— start Source material —

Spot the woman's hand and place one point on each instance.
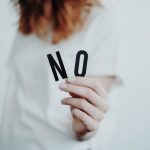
(88, 103)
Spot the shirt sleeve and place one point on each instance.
(103, 58)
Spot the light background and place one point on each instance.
(133, 21)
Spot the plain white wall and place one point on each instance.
(133, 17)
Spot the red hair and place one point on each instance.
(61, 17)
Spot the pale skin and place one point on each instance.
(88, 102)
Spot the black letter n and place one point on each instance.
(54, 66)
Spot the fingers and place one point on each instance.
(91, 83)
(85, 106)
(89, 122)
(85, 93)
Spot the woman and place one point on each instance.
(35, 116)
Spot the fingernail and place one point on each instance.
(62, 86)
(71, 79)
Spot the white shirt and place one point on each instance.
(34, 118)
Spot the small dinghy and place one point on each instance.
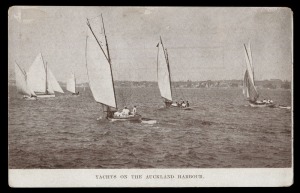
(99, 70)
(23, 87)
(249, 88)
(42, 80)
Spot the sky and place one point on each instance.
(204, 43)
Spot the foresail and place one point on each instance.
(96, 25)
(36, 75)
(249, 80)
(21, 81)
(99, 73)
(71, 83)
(249, 90)
(250, 57)
(163, 76)
(53, 84)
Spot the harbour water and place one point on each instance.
(221, 131)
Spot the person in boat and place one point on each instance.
(125, 112)
(181, 102)
(175, 104)
(134, 110)
(168, 103)
(183, 105)
(187, 104)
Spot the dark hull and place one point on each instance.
(129, 118)
(261, 104)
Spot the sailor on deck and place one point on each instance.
(187, 104)
(175, 104)
(125, 112)
(134, 110)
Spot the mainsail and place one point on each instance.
(99, 71)
(41, 79)
(163, 73)
(21, 82)
(71, 84)
(249, 90)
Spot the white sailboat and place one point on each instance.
(249, 88)
(99, 70)
(42, 80)
(164, 77)
(22, 84)
(71, 84)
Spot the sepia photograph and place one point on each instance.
(103, 96)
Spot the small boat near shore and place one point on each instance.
(41, 79)
(23, 87)
(164, 78)
(249, 89)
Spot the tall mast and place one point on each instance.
(45, 66)
(250, 55)
(74, 81)
(108, 58)
(108, 55)
(168, 66)
(109, 61)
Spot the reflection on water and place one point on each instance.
(220, 131)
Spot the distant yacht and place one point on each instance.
(41, 79)
(249, 88)
(22, 84)
(164, 78)
(100, 76)
(71, 85)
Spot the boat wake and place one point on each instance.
(148, 121)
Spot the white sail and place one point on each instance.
(36, 75)
(99, 73)
(21, 82)
(163, 76)
(249, 87)
(250, 57)
(53, 84)
(71, 84)
(96, 24)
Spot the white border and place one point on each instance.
(254, 177)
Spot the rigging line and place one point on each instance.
(112, 77)
(22, 70)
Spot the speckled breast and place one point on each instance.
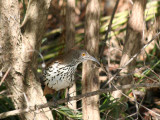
(59, 76)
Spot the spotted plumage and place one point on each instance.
(60, 73)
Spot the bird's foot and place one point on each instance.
(54, 101)
(68, 96)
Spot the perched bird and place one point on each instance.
(60, 73)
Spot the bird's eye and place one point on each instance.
(83, 54)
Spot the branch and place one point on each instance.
(130, 60)
(109, 28)
(78, 97)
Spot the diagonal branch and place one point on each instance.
(130, 60)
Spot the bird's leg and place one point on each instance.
(54, 99)
(68, 96)
(58, 95)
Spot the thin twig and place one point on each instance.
(130, 60)
(109, 28)
(5, 75)
(78, 97)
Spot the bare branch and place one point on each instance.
(134, 56)
(109, 28)
(5, 75)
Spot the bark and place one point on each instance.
(134, 36)
(18, 52)
(90, 81)
(70, 41)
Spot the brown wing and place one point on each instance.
(48, 90)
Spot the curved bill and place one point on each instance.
(93, 59)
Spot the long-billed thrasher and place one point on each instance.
(60, 73)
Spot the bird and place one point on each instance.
(60, 73)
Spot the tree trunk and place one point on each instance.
(90, 81)
(70, 41)
(134, 35)
(18, 52)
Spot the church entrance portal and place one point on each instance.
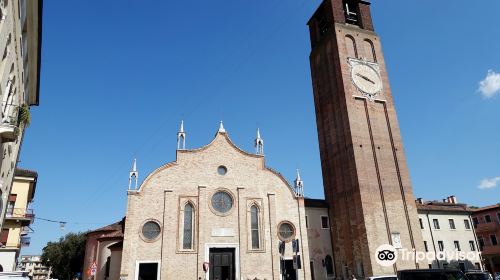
(222, 264)
(148, 271)
(289, 273)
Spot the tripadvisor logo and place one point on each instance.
(387, 255)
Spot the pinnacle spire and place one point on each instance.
(221, 127)
(134, 166)
(259, 144)
(181, 138)
(299, 185)
(133, 176)
(298, 176)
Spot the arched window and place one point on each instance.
(370, 51)
(254, 225)
(352, 50)
(187, 242)
(329, 265)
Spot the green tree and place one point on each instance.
(65, 256)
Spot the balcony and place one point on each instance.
(492, 227)
(25, 216)
(491, 250)
(9, 125)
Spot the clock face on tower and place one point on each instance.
(366, 78)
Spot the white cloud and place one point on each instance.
(490, 86)
(489, 183)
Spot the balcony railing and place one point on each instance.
(19, 213)
(493, 226)
(9, 122)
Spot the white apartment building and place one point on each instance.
(33, 265)
(20, 47)
(448, 234)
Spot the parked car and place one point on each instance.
(15, 275)
(431, 274)
(384, 277)
(478, 275)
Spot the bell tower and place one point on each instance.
(365, 175)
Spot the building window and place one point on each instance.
(467, 224)
(222, 170)
(481, 242)
(151, 230)
(286, 231)
(254, 213)
(324, 222)
(487, 218)
(461, 265)
(5, 236)
(441, 245)
(494, 240)
(452, 223)
(311, 265)
(222, 202)
(436, 223)
(187, 236)
(329, 265)
(472, 246)
(475, 220)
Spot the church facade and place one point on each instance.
(216, 212)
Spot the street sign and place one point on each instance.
(281, 248)
(93, 269)
(295, 246)
(296, 262)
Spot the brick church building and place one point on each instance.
(220, 213)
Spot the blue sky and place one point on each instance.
(118, 78)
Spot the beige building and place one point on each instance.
(216, 212)
(104, 249)
(33, 265)
(20, 44)
(319, 236)
(448, 234)
(18, 218)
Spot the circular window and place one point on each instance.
(286, 231)
(222, 202)
(151, 230)
(222, 170)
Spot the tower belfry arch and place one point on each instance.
(365, 175)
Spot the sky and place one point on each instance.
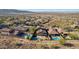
(39, 4)
(53, 10)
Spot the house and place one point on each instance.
(5, 31)
(57, 33)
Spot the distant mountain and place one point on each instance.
(13, 11)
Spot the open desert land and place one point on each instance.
(39, 30)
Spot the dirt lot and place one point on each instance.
(18, 43)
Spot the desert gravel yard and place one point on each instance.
(18, 43)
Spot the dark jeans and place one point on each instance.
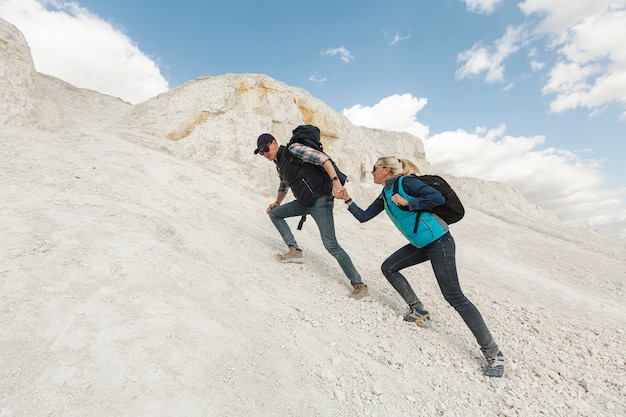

— end Source material —

=== Exercise description ===
Which lines of the records above contain the word "window"? Pull out every one of them, treating uppercase and lowercase as different.

=== Output of the exercise ===
Spot the arched window and place one point on each instance.
Spot the building window and place one point on each instance.
Spot the circular window and place one point on each instance.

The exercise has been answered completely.